Required tasks ▸
**A.** In the gold investing commentary, reproduce the stretch from "Every government on" through "rise in price.", switching "trillions" to "billions".
**B.** Answer these questions about the gold investing commentary, one per line:
(i) Which precious metal does the writer consider to have the stronger long-term case?
(ii) Which two big gold miners are named as booming for a few months?
(iii) What happened to the smaller miners' stocks last year?
**C.** Carry the gold investing commentary forward from its final sentence.

Text shown ▸
#####

The world has changed since, so take gold mania with a certain pinch of salt.
Nonetheless gold has some value. So do other precious metals. (I think the long-term case for platinum is stronger – but that’s another column.)
Every government on the planet is printing money in the trillions to stave off a prolonged depression, and they’re going to continue to do so until it works. Precious metals cannot be manufactured in the same way. So you can expect them to rise in price.
Shares in the big gold miners, like Barrick and Newmont, have been booming for a few months.
But the smaller ones are still looking very cheap – especially compared to the gold price. (See chart.)
These stocks got absolutely crushed last year, along with gold prices and small company stocks.
Although they have started rallying too, they have much further still to go. Ordinary retail investors haven’t started buying them – yet.

#####

Raw data ▸
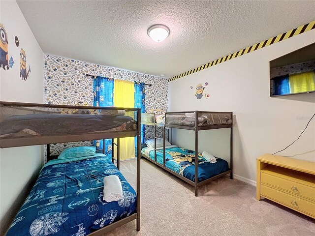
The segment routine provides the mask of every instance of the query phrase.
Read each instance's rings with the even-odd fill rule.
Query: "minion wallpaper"
[[[0,24],[0,66],[4,70],[10,68],[8,56],[8,36],[3,25]]]
[[[29,77],[29,74],[31,72],[31,66],[29,65],[28,71],[26,68],[26,55],[23,48],[21,49],[20,53],[20,77],[23,80],[26,80]]]
[[[210,95],[204,92],[205,88],[208,86],[208,82],[205,83],[204,85],[202,85],[201,84],[198,84],[196,86],[195,89],[195,96],[197,99],[201,99],[202,97],[204,97],[206,99],[208,99]],[[192,86],[190,86],[190,89],[192,89],[193,88]]]

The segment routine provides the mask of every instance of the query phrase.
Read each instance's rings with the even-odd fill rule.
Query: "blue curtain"
[[[114,80],[108,78],[97,76],[94,80],[94,107],[110,107],[114,106]],[[95,140],[94,145],[97,149],[102,149],[103,140]],[[105,142],[105,154],[112,158],[112,144],[111,139],[106,139]],[[100,151],[98,151],[100,152]]]
[[[146,96],[144,83],[134,83],[134,107],[140,108],[141,113],[146,112]],[[144,144],[144,125],[141,125],[141,144]],[[136,144],[136,140],[135,142]]]
[[[288,75],[275,78],[274,81],[275,95],[288,94],[290,93]]]

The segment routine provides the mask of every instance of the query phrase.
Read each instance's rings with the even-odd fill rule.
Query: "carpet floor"
[[[136,186],[136,160],[121,171]],[[314,236],[315,220],[268,200],[255,188],[228,176],[199,189],[141,160],[141,230],[135,220],[104,235],[116,236]]]

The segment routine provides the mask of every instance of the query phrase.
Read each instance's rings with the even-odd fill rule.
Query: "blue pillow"
[[[94,156],[95,155],[96,148],[95,147],[76,147],[69,148],[63,150],[58,159],[64,159],[67,158],[74,158],[76,157],[83,157],[84,156]]]

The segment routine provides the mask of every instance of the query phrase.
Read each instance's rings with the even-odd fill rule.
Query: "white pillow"
[[[146,140],[146,144],[149,148],[154,148],[154,139],[148,139]],[[172,145],[169,142],[165,140],[165,146],[169,146]],[[160,148],[163,147],[163,140],[157,139],[157,148]]]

#####

Expected answers ▸
**A.**
Every government on the planet is printing money in the billions to stave off a prolonged depression, and they’re going to continue to do so until it works. Precious metals cannot be manufactured in the same way. So you can expect them to rise in price.

**B.**
(i) Platinum.
(ii) Barrick and Newmont.
(iii) They got absolutely crushed, along with gold prices and small company stocks.

**C.**
Don’t go it alone. Investing in gold minnows is tricky.
One mutual fund worth a look: US Global Investors’ World Precious Minerals Fund. It’s one of the few to focus mainly on smaller gold stocks.
Manager Frank Holmes, a 20-year industry veteran, agrees the juniors are comparatively cheap. And he sees takeovers starting as well. “Eventually the seniors will have to gobble (the juniors) up,” he says. “They can’t find enough gold to replenish their production.”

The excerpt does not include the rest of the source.